GIVEN TEXT -
════════════════

The lush, romantic fantasy harkens back to the Golden Age of Broadway, when musicals strove to sweep audiences into another world with their stories. "Brigadoon" boasts a brilliant, heart-rending story and wholly believable characters. Meanwhile, Loewe's soaring, evocative lyrics invite listeners to imagine themselves cavorting "through the heather on the hill."
Fort Myers audiences again benefit from Broadway Palm being a mini-chain. "Brigadoon" just finished a run at Broadway Palm West in Mesa, Arizona - and the cast arrives well versed in their parts. Director M. Seth Reines hammered and shaped the cast into a perfect musical theatre instrument.
What "Brigadoon" does so well - especially this production - is present a total package of music, movement and strong acting. Heartfelt scenes slip seamlessly into gorgeous vocals. Better, this production manages not to make hash of the Scottish accents. Singers also capture the lovely, sweet, trilling highs that make the show's music so memorable.
Everything comes accompanied by delicate shifts in the lighting and wrapped throughout with vigorous, flashing choreography that gives a sense of vitality and also the show's plaintive longing. Original dances for "Brigadoon" were created by Agnes DeMille; the Broadway Palm production was choreographed by Dottie Lester White.
Jason Fleck makes an appealing lost hunter Tommy, romancing village lass Fiona (a fabulously sweet Jeannie Shubitz). They sell their love story better than most Hollywood blockbusters. Your heart will break watching Fleck pour his soul into "There But For You Go I."
The show owes much of its power to their combined charm and the way that Shubitz can capture the audience with a toss of her red ringlets and a wide smile. Her lilting voice sounds near angelic - especially when paired with Fleck's robust, resonant tenor. Duet "Heather on the Hill" fairly bristles with flirtatious energy, while "From This Day On" brims with unspoken longing and emotion.
While the love story between Tommy and Fiona drives the show, "Brigadoon" offers many other delights - especially the magical dance numbers. If it is perhaps a stretch to expect authentic Scottish dancing - the cast gives it a solid go - and the show's biggest dance numbers don't disappoint.
"Down on MacConnachy Square" serves up the town's delights, while "The Wedding" features kilts, swords and all manner of excitement. Only rousing "My Mother's Wedding Day" feels a letdown. In other spots, the simplicity of a single dancer - curving across the stage, winding a length of plaid fabric - creates a sense of graceful beauty.
Sal Pavia makes a charming Charlie - and leads a bouncing rendition of "I'll Go Home With Bonnie Jean." Michael Dinneen adds desperation to the part of heartbroken Harry Beaton; he's watching the woman he love marry someone else - and he can't leave the village because of its magical spell.
Morgan Springer gives surprising depth to one-note village sexpot Meg Brockie. Her tastefully filthy "The Love of My Life," about her long search for the perfect husband - carried out with poor lost hunter Jeff (Victor Legarreta) - brought some of the biggest laughs of the night. (Sample lyrics: "I never went back, for what I had heard was true: That a poet only writes about the things he cannot do.")

════════════════

PROBLEMS TO WORK ON -
1) In the Brigadoon review, rewrite the stretch from "Everything comes accompanied" through "Dottie Lester White.", changing "vigorous" to "energetic".
2) Name every cast member the Brigadoon review mentions by name, along with the role each one plays.

DATA SECTION -
════════════════

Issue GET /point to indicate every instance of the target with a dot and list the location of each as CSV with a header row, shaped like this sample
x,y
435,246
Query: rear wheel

════════════════

PER-TASK OUTPUTS -
1)
Everything comes accompanied by delicate shifts in the lighting and wrapped throughout with energetic, flashing choreography that gives a sense of vitality and also the show's plaintive longing. Original dances for "Brigadoon" were created by Agnes DeMille; the Broadway Palm production was choreographed by Dottie Lester White.

2)
- Jason Fleck: Tommy
- Jeannie Shubitz: Fiona
- Sal Pavia: Charlie
- Michael Dinneen: Harry Beaton
- Morgan Springer: Meg Brockie
- Victor Legarreta: Jeff